◆ **Task statement**:
Produce one exact copy of the records, no pictures.

BEGIN Provided records

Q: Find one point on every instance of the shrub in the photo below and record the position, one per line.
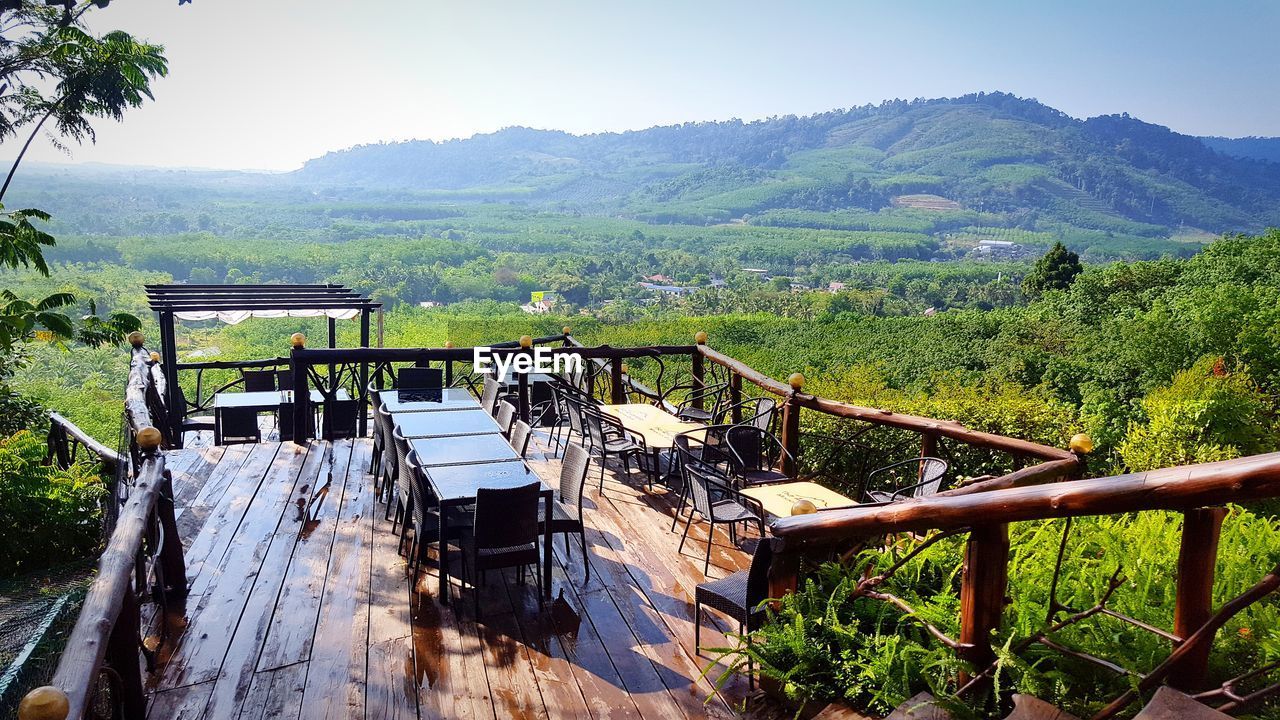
(46, 515)
(1207, 413)
(823, 646)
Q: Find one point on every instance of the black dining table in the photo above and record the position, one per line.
(428, 400)
(456, 486)
(462, 450)
(444, 424)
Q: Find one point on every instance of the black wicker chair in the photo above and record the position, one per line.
(685, 399)
(426, 518)
(339, 418)
(604, 441)
(420, 378)
(922, 477)
(740, 596)
(504, 534)
(734, 507)
(506, 417)
(284, 422)
(567, 514)
(753, 455)
(387, 464)
(758, 411)
(520, 434)
(259, 381)
(236, 425)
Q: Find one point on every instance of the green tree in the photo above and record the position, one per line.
(1055, 270)
(1207, 413)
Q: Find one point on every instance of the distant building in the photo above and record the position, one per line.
(670, 288)
(997, 249)
(540, 302)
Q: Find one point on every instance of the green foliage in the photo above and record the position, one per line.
(1206, 414)
(46, 515)
(826, 646)
(1055, 270)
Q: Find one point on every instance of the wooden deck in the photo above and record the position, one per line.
(300, 606)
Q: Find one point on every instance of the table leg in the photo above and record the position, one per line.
(547, 546)
(444, 555)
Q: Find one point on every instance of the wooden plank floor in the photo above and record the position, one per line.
(301, 607)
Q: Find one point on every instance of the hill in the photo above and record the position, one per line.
(991, 153)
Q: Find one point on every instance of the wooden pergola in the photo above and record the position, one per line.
(236, 302)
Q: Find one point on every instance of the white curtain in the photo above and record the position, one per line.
(233, 317)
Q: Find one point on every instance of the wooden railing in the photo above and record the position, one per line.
(65, 440)
(984, 513)
(142, 563)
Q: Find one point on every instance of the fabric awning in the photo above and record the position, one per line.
(233, 317)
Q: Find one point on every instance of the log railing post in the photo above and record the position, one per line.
(1194, 604)
(698, 369)
(735, 396)
(617, 392)
(301, 391)
(784, 570)
(791, 427)
(982, 592)
(928, 449)
(173, 566)
(122, 657)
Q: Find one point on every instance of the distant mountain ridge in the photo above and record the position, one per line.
(992, 153)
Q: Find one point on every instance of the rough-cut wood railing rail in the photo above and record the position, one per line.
(65, 438)
(1196, 491)
(104, 647)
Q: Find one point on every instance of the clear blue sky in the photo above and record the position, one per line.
(269, 83)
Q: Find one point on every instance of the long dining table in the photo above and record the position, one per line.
(657, 427)
(461, 450)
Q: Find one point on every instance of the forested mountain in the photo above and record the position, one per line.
(987, 151)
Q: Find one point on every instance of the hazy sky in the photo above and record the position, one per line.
(269, 83)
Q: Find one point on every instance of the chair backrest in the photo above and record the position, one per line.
(507, 516)
(420, 378)
(259, 381)
(489, 396)
(574, 409)
(696, 478)
(758, 574)
(932, 469)
(238, 424)
(506, 415)
(339, 418)
(403, 470)
(574, 470)
(759, 411)
(593, 425)
(284, 420)
(748, 445)
(520, 434)
(383, 418)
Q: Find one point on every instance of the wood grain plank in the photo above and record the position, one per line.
(263, 587)
(391, 692)
(275, 695)
(181, 703)
(232, 577)
(316, 523)
(336, 677)
(391, 686)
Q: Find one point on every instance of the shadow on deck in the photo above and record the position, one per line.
(300, 605)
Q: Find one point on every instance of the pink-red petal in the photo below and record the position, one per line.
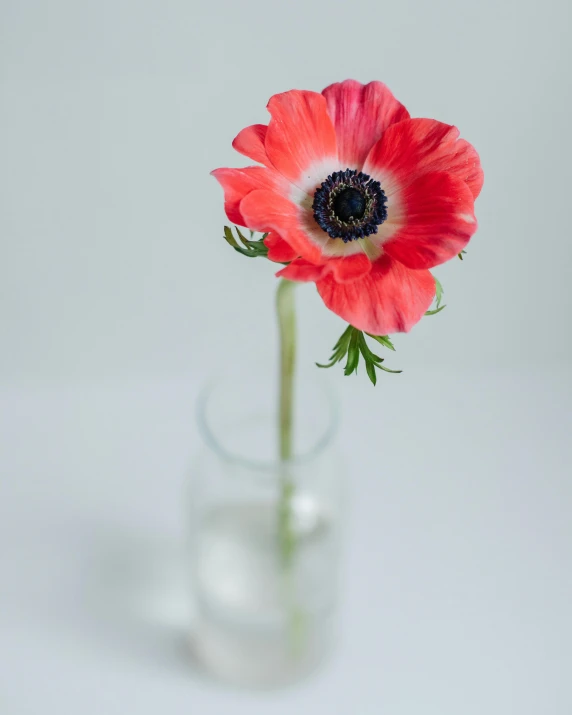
(250, 142)
(350, 268)
(389, 299)
(300, 135)
(237, 183)
(361, 113)
(302, 270)
(417, 146)
(437, 221)
(270, 211)
(278, 249)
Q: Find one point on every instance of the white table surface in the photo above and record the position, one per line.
(458, 577)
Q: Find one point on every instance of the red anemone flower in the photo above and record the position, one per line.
(357, 197)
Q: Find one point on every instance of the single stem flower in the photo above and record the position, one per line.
(358, 197)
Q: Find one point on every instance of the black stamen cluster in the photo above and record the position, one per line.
(349, 205)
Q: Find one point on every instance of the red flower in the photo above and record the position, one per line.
(358, 197)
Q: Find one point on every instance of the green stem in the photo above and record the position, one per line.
(285, 308)
(287, 326)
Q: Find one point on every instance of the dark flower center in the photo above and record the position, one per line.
(349, 205)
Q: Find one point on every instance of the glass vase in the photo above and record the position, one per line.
(265, 533)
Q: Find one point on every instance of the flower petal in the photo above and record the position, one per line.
(302, 270)
(301, 139)
(390, 298)
(237, 183)
(417, 146)
(361, 113)
(349, 269)
(250, 142)
(269, 211)
(437, 221)
(278, 249)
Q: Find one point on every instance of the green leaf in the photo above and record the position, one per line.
(353, 354)
(244, 240)
(370, 369)
(383, 339)
(229, 238)
(437, 310)
(438, 291)
(250, 249)
(386, 369)
(352, 343)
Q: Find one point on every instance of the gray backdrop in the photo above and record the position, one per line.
(118, 296)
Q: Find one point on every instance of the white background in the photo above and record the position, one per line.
(118, 297)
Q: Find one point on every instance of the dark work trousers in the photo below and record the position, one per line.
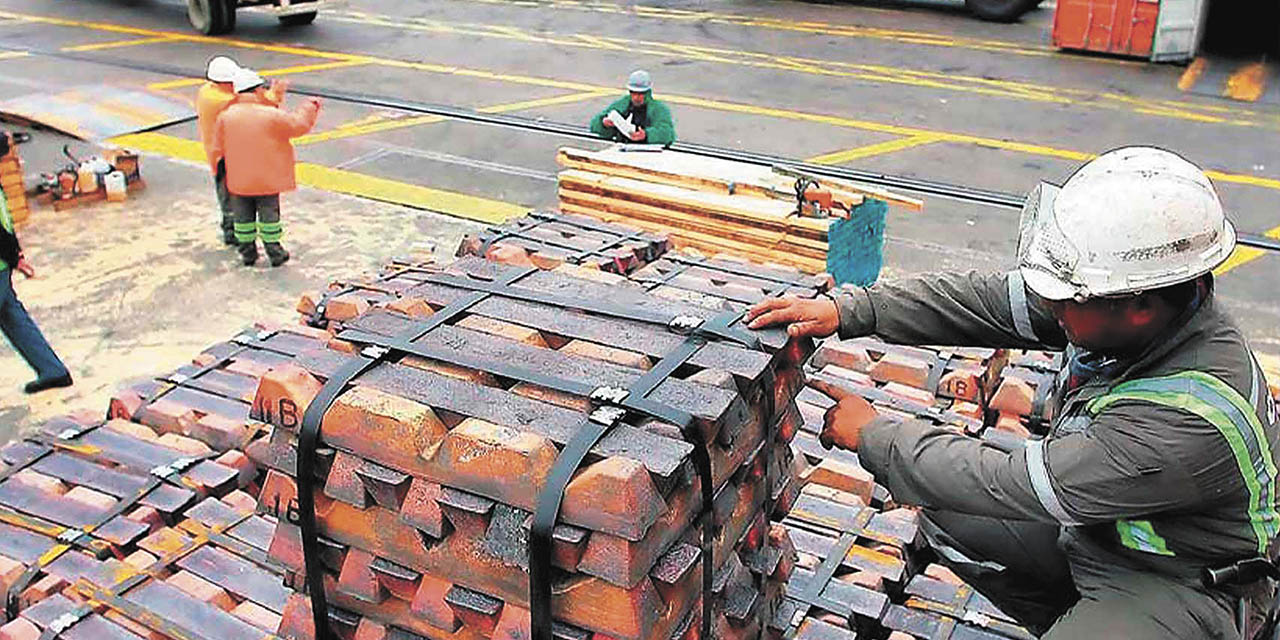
(1023, 568)
(224, 199)
(23, 334)
(257, 216)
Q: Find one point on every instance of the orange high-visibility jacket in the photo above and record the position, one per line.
(255, 140)
(210, 101)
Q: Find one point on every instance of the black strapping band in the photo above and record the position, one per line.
(615, 405)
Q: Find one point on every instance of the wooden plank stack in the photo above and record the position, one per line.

END Provided records

◆ **Final answer**:
Q: Find one point on every instance of the shrub in the photo below and record the position, one per line.
(46, 515)
(1207, 413)
(823, 646)
Q: Find one point on every instance of the black dining table in the photo above and record the position, one per line.
(428, 400)
(456, 486)
(462, 450)
(444, 424)
Q: Find one point on every instance of the black wicker chair in the photo above and record the position, one per line.
(685, 399)
(426, 518)
(339, 418)
(604, 441)
(420, 378)
(922, 477)
(740, 596)
(504, 534)
(734, 507)
(506, 417)
(284, 422)
(567, 514)
(753, 455)
(387, 464)
(758, 411)
(520, 434)
(259, 381)
(236, 425)
Q: Find one point on every instance of the green tree in the photo above and record the position, one per line.
(1055, 270)
(1207, 413)
Q: Find one point on every instance of the distant building in the photo above and record the position, one per line.
(670, 288)
(997, 249)
(540, 302)
Q: Find one point on every instance of the green foliage in the photo above and record the position, one per line.
(1206, 414)
(46, 515)
(826, 646)
(1055, 270)
Q: Find one point on every instance of the wooden deck in the photo above and record the position, one per line.
(300, 606)
Q: Find one point on every instance of the table leg in the photo above and record the position, one per line.
(547, 546)
(444, 555)
Q: Find one point on every instance of the wooden plank floor in the photo above and record the position, one per line.
(301, 607)
Q: Find one point on every instance of the hill in the photo above and record the position, one per line.
(991, 153)
Q: Find one point on every instance of the wooden pergola in the photo above and record the position, one per line.
(236, 302)
Q: Find one point on every instance of the white curtain in the photo above and record the position, one per line.
(233, 317)
Q: Find one point on every instance of the wooden railing in the photo above and record the position, one per line.
(65, 440)
(984, 513)
(142, 563)
Q: Find one point on every instance of the fabric awning in the photo above and record the position, one per line.
(233, 317)
Q: Find one point on every instance of the log railing post in the photo above and record the position, one per line.
(1194, 604)
(698, 369)
(735, 396)
(617, 392)
(301, 391)
(784, 570)
(791, 427)
(982, 592)
(928, 449)
(173, 566)
(122, 657)
Q: Find one point on every instance of the distant mountain ridge in the photo above and record the position, one per line.
(992, 153)
Q: Find one point on every instance of the rough-cut wood railing rail in the photo above and record the position, one per line.
(65, 438)
(1196, 491)
(104, 647)
Q: Find one point on every instance of the clear blue sky in the photo above and record the position, one per line.
(269, 83)
Q: Find one point on every instance of the long dining table in the photo above and record the position, one per line.
(657, 427)
(461, 450)
Q: Find one point on every instance of the forested mountain in the photo above and record the position, one per line.
(987, 151)
Q: Find one point on every instance of the hazy sky in the photo above and record the position, one per line.
(269, 83)
Q: Find one point on every instance of the chair backrest in the photo above and record the position, one per line.
(507, 516)
(420, 378)
(259, 381)
(489, 396)
(574, 409)
(696, 478)
(758, 574)
(932, 469)
(238, 424)
(506, 415)
(339, 418)
(403, 470)
(574, 470)
(759, 411)
(593, 425)
(284, 420)
(748, 445)
(520, 434)
(383, 418)
Q: Find one point on every instance of the wood grain plank in the photo above and record the position, one per line.
(263, 587)
(391, 692)
(275, 695)
(181, 703)
(232, 577)
(316, 523)
(336, 677)
(391, 686)
Q: Find one point on every instance of the shadow on deck in the photo above and record the position, one per line.
(300, 605)
Q: Find one point on every instance of the pink-red petal in the photo below and record the position, one per line.
(250, 142)
(350, 268)
(389, 299)
(300, 135)
(237, 183)
(361, 113)
(302, 270)
(417, 146)
(437, 221)
(270, 211)
(278, 249)
Q: Find one point on every instance of the white table surface in the photo above and record the position, one per line.
(458, 577)
Q: Find one point on every instance of the red anemone flower in the photo above and record the position, one per line.
(357, 197)
Q: Find one point on every instance of the single stem flower in the photo above and record the position, one per line.
(358, 197)
Q: Find one point on every instance of the black stamen cluster in the photo above and record the position, one per line.
(349, 205)
Q: Find one point on every instance of the red flower in the photo above and record the position, one per line.
(358, 197)
Q: Find one point on every instance of the green stem in the photo above and record the position, one per line.
(285, 308)
(287, 326)
Q: Find one point on every instance of the dark flower center in the photo above and record the position, one per line.
(349, 205)
Q: Find one point on every instance of the glass vase in the photo above and record the position, one per line.
(265, 533)
Q: Find one point on every instance of the flower petal in the photo above and record the position, one per line.
(302, 270)
(301, 139)
(390, 298)
(237, 183)
(417, 146)
(361, 113)
(349, 269)
(250, 142)
(269, 211)
(437, 221)
(278, 249)
Q: Find one point on every instance of the green leaf in the photo above and record the position, one per line.
(353, 354)
(244, 240)
(370, 369)
(383, 339)
(229, 238)
(437, 310)
(438, 291)
(250, 249)
(386, 369)
(352, 343)
Q: Find one point on every instance of the gray backdrop in the photo above and record the position, one per line.
(118, 296)
Q: Find one point on every instance of the white background in the photo above and record the position, one per line.
(118, 297)
Q: Find one point on every instance of the dark work trousers in the photo below and record the position, one per line.
(1023, 568)
(224, 199)
(23, 334)
(257, 216)
Q: Find one point on every instance of the orange high-visibility jacket in the photo above and record the position, one per line.
(255, 140)
(210, 101)
Q: Find one point on every instance of the black strapping band in the photo above and record the position, one per line.
(615, 405)
Q: Find one point on every instance of the wooden plank stack in the photo above and record the position, one per line.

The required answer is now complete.